▶ [WHAT IS REQUIRED]: Copy every item below word for word, and leave the pictures out of your copy.

▶ [DATA TO PROCESS]:
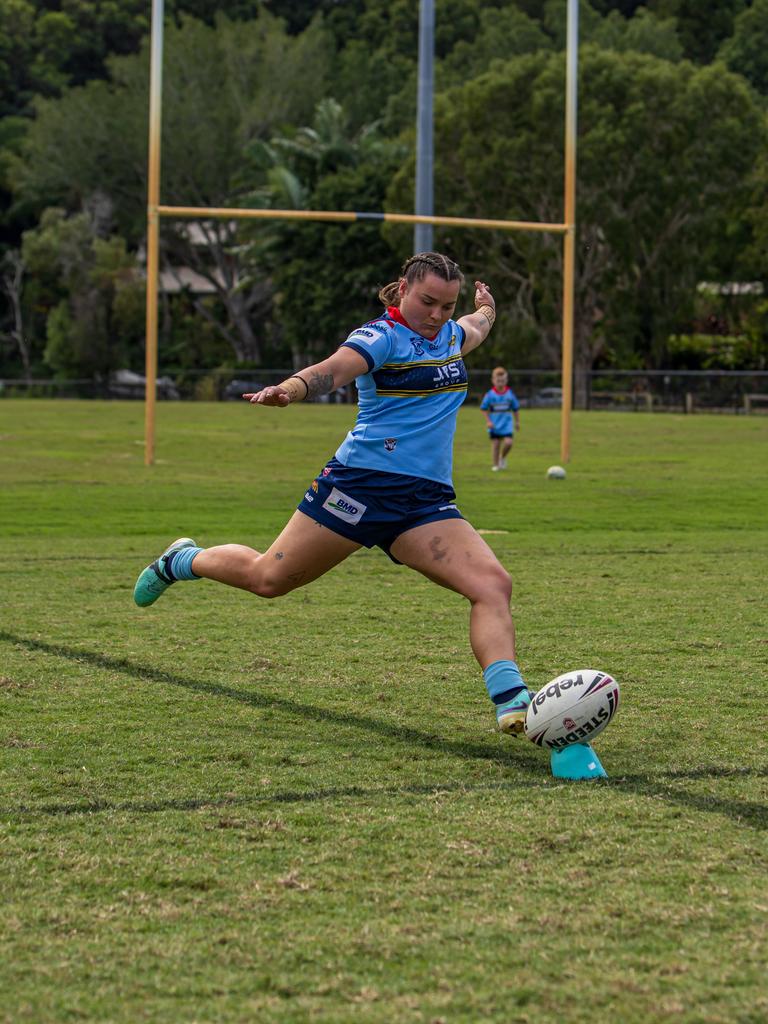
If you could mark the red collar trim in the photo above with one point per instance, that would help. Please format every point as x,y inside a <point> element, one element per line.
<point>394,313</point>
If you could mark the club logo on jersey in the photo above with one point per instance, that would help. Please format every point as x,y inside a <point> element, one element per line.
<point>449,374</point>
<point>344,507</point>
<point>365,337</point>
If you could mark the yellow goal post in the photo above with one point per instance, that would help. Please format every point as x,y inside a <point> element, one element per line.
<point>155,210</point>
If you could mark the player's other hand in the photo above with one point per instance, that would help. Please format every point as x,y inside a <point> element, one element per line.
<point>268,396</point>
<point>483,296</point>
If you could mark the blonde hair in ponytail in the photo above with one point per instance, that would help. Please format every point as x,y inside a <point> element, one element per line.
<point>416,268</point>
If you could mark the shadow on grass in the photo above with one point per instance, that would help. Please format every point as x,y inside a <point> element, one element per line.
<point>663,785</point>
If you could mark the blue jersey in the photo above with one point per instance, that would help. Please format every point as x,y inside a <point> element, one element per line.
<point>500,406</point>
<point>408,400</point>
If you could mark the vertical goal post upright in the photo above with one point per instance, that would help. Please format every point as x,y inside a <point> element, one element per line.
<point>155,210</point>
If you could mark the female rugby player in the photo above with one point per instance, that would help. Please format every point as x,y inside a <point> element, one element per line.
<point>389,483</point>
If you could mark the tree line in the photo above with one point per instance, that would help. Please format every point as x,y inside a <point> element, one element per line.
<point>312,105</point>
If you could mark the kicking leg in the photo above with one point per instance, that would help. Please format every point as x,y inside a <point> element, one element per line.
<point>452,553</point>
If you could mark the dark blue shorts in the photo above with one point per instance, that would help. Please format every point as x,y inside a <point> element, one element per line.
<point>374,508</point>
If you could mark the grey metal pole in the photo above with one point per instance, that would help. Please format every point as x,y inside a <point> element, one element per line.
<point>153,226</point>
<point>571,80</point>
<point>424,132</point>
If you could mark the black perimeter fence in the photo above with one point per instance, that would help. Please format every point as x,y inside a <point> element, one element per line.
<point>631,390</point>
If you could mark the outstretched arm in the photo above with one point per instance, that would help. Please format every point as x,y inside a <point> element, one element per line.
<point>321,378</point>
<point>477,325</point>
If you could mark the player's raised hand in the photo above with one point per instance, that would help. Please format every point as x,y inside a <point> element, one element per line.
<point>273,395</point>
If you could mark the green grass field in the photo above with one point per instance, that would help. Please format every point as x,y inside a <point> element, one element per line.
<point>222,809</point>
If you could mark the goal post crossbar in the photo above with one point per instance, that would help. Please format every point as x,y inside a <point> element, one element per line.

▶ [PROBLEM SOLUTION]:
If you could mark the red collar trim in the photo above with one point per instance, that would help. Please format every point as x,y inside a <point> element, one element per line.
<point>394,313</point>
If you could mark the club logo on jersey in the photo above with one point per instance, that would help. Please format every point as x,y inside a <point> element, one element per line.
<point>449,374</point>
<point>344,507</point>
<point>365,337</point>
If you could mark the yellow goal post in the photo above with one point per instance, that would help. Please format every point as x,y inside a <point> element, one element per line.
<point>155,210</point>
If you could mark the player's other hand in the photo above with one point per instance, that would help. Please format every point as x,y inside a <point> element, one element per line.
<point>268,396</point>
<point>483,296</point>
If you could mark the blonde hair in ponytail in the photo above with one point per instance, that would help. Please format every point as x,y inside a <point> element, one element per line.
<point>416,268</point>
If you could mark the shadow on grass in the photo above with one point per instance, that would help. Please format every point as x,y inside a <point> element, one element per line.
<point>663,785</point>
If you could mark the blue jersey in the photo above with one point per instance, that would help. Please format every point as x,y inside a <point> element, one element per line.
<point>500,406</point>
<point>408,400</point>
If you could mark the vertical goal post upright in the photo above with one point per instance, that would help. Please format every point as x,y inside a <point> element, one element per line.
<point>155,210</point>
If you could mark the female rugby player in the photo above with one point per instance, that would help. Please format every point as x,y inside a <point> element, one element per line.
<point>389,483</point>
If you could mark the tree line in the photo above with one point per instance, that would help. Please format every point as x,y inside a <point> element, one element per line.
<point>312,105</point>
If you could mark the kicking leg in the photo above with one point per instance, that would help. Please format every point as x,y inside a <point> element, one element per line.
<point>452,553</point>
If you could mark the dark blue shorts in the photo above with one point per instance, that would help. Please format every point as x,y inside a <point> element, one element per line.
<point>374,508</point>
If you could mark the grey metal pole in the photo above with one point per instance, that would help. Please format every point as x,y inside a <point> element, one element per line.
<point>153,226</point>
<point>571,80</point>
<point>424,132</point>
If you could mark the black perimeter fence in the photo above with one point per instance, that would help. Please format every point as x,y inside a <point> element, one element per line.
<point>631,390</point>
If you could mark the outstretched arm in the photo above with one point per instance, that would help. Please format every point as x,y inside a <point> element, one element per line.
<point>321,378</point>
<point>477,325</point>
If you could mark the player's raised hand in the photo above with one point per instance, that would help. Please format every point as x,y inside a <point> element, one element per line.
<point>273,395</point>
If you could mark the green grass field in the photo above with one point per instance, that would help. Please format every point as x,y inside a <point> element, one element per line.
<point>222,809</point>
If you could mark the goal post crossbar in the photo above with one point per instance, that would help. Please format every point as x,y inside a <point> element, one element per line.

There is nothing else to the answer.